QUOTED TEXT
────────────────────

Consider this: all of the energy used by lighting eventually decays into infrared energy which heats the room. A 60W incandescent provides about 205 BTU/hr of heating. A 9W LED (luminous equivalent to 60W incandescent) provides about 31 BTU/hr. That is 205 BTU/hr or 31 BTU/hr that the furnace does not need to provide -- that is, if you turn the lights off, the furnace must provide that energy to maintain the air temperature. Total energy used by the home remains the same, regardless of which lamp is used and whether it is on or off.

────────────────────

AVAILABLE DATA
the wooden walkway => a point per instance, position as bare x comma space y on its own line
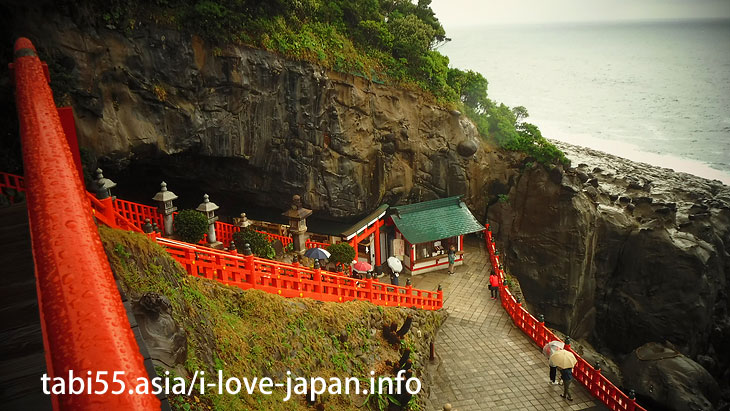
484, 362
22, 358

────────────────────

INSTRUCTION 1
According to the passage on lighting and home heating, about how much heating does a 9W LED provide?
INSTRUCTION 2
Extend the passage on lighting and home heating, starting after its final sentence.
The lines play no part in the tasks.

RESULT 1
About 31 BTU/hr.

RESULT 2
Actually, I'm going to install some 100-watt incandescent bulbs as heaters for my parents house. They have a new bathroom/addition that was built without any real insulation under the crawl space. So with the sub-zero temps in Maryland, they froze some pipes yesterday. We're  insulating the walls of the crawl space, the installing a pair of 100-watt incandescent bulbs near the pipe which are powered by a thermostat switch that turns on below 35 F degrees and off above 40 F degrees. The ThermoCube is available at Tractor Supply for $13 and is rated for 1,500 watt water heaters for farms. I had to convince my 84 year old father that these shouldn't be CFL bulbs (he loves those things), but in this case we need the actual 100-watt heating action of the tungsten bulbs. I'll monitor the crawl space temp during the next cold snap, but I'm pretty sure the extra wall insulation and 200 watts of tungsten bulb heating should do the trick.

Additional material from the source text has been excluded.